#### Short task A:
Using the labor case decision below, explain why BSPA ceased to operate on December 31, 1989.

** begin Excerpt to read **

G.R. No. 110358

SECOND DIVISION

[ G.R. No. 110358, November 09, 1994 ]

QUINTIN ROBLEDO v. NLRC +

QUINTIN ROBLEDO, MARIO SINLAO, LEONARDO SAAVEDRA VICENTE SECAPURI, DANIEL AUSTRIA, ET AL., PETITIONERS, VS. THE NATIONAL LABOR RELATIONS COMMISSION, BACANI SECURITY AND ALLIED SERVICES CO., INC., AND BACANI SECURITY AND PROTECTIVE AGENCY AND/OR ALICIA BACANI, RESPONDENTS.

D E C I S I O N

MENDOZA, J.:

This is a petition for review of the decision of the First Division[1] of the National Labor Relations Commission, setting aside the decision of the Labor Arbiter which held private respondents jointly and severally liable to the petitioners for overtime and legal holiday pay.

The facts of this case are as follows:

Petitioners were former employees of Bacani Security and Protective Agency (BSPA, for brevity). They were employed as security guards at different times during the period 1969 to December 1989 when BSPA ceased to operate.

BSPA was a single proprietorship owned, managed and operated by the late Felipe Bacani. It was registered with the Bureau of Trade and Industry as a business name in 1957. Upon its expiration, the registration was renewed on July 1, 1987 for a term of five (5) years ending 1992.

On December 31, 1989, Felipe Bacani retired the business name and BSPA ceased to operate effective on that day. At that time, respondent Alicia Bacani, daughter of Felipe Bacani, was BSPA's Executive Directress.

On January 15, 1990 Felipe Bacani died. An intestate proceeding was instituted for the settlement of his estate before the Regional Trial Court, National Capital Region, Branch 155, Pasig, Metro Manila.

** end Excerpt to read **
** begin Records shown **

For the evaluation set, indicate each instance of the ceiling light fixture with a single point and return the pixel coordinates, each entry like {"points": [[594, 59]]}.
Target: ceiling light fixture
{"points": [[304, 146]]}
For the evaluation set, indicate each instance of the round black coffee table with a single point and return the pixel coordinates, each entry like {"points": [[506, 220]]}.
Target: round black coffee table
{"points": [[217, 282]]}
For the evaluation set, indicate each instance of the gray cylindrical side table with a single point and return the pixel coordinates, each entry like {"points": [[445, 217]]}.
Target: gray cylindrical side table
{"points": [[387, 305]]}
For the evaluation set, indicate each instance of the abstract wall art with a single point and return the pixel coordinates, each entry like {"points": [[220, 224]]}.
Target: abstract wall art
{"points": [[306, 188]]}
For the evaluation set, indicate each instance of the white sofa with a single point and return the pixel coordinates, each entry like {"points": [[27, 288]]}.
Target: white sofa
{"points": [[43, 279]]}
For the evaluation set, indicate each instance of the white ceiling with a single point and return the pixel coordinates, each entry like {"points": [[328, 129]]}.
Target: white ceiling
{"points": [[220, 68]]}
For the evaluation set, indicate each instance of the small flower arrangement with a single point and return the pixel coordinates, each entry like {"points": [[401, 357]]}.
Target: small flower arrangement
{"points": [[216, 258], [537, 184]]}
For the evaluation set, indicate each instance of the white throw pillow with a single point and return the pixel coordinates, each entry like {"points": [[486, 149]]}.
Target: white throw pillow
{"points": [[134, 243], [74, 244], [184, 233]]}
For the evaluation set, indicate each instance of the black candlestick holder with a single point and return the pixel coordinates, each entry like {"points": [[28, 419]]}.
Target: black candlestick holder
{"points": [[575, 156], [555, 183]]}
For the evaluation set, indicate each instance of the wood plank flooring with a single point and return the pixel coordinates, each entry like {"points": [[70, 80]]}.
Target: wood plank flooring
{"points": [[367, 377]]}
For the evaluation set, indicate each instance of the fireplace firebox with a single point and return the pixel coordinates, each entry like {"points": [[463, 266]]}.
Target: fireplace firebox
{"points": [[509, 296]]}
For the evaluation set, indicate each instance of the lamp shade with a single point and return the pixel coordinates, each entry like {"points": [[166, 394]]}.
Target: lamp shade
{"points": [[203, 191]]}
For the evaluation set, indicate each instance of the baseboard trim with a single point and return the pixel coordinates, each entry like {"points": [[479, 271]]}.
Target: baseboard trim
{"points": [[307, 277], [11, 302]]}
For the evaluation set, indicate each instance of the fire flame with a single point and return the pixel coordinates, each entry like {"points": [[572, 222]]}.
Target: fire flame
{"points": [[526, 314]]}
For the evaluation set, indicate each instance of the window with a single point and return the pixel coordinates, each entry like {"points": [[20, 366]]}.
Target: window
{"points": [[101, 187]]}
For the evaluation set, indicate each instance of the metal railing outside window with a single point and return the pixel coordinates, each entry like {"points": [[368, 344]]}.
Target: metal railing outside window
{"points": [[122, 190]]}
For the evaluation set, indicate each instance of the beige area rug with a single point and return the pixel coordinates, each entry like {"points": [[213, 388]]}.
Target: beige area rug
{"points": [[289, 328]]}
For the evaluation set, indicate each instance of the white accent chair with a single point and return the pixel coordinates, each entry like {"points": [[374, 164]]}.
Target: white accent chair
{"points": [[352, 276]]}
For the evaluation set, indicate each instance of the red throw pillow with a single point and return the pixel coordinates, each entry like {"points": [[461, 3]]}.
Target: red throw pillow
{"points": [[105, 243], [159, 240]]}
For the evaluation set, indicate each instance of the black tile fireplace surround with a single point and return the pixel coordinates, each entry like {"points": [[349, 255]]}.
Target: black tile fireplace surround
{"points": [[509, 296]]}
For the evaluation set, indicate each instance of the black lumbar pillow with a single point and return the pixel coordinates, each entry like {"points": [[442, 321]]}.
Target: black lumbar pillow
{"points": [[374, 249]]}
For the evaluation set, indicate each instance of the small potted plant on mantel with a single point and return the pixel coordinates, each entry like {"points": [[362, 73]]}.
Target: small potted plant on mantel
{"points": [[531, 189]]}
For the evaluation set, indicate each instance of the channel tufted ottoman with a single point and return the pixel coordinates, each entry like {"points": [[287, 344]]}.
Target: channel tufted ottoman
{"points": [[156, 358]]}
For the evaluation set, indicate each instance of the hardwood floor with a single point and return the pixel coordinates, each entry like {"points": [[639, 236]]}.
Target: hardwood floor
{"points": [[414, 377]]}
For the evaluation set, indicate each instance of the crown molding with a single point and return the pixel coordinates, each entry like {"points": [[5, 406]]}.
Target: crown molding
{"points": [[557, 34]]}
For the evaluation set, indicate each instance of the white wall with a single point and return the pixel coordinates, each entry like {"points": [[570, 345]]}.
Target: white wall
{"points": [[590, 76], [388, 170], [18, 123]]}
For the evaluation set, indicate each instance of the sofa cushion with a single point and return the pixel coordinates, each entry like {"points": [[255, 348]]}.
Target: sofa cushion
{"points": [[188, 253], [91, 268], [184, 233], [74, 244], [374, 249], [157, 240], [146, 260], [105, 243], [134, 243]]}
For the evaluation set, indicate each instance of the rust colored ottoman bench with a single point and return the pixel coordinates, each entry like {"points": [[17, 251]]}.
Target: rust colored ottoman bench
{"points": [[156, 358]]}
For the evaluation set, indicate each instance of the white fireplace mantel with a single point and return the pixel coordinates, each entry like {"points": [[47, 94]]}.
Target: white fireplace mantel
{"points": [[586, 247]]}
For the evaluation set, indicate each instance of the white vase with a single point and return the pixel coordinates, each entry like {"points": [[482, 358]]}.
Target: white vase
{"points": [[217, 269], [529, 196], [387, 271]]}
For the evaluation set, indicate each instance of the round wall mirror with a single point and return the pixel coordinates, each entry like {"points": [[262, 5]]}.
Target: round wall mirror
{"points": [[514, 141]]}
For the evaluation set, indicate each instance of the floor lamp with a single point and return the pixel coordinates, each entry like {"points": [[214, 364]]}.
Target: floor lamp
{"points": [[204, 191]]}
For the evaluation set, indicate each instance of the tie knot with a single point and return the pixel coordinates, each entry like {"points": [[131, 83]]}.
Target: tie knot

** end Records shown **

#### Short task B:
Give the rows from the line with "For the evaluation set, indicate each instance of the floor" through the last line of the rows as a numbered list, leaving out blank lines.

#### Correct response A:
BSPA ceased to operate on December 31, 1989, because Felipe Bacani retired the business name that day. BSPA was a single proprietorship that he owned, managed and operated, and it stopped operating effective on the day he retired the name.

#### Correct response B:
1. For the evaluation set, indicate each instance of the floor lamp with a single point and return the pixel coordinates, each entry like {"points": [[214, 364]]}.
2. Target: floor lamp
3. {"points": [[204, 191]]}
4. For the evaluation set, indicate each instance of the tie knot with a single point and return the pixel coordinates, each entry like {"points": [[131, 83]]}.
5. Target: tie knot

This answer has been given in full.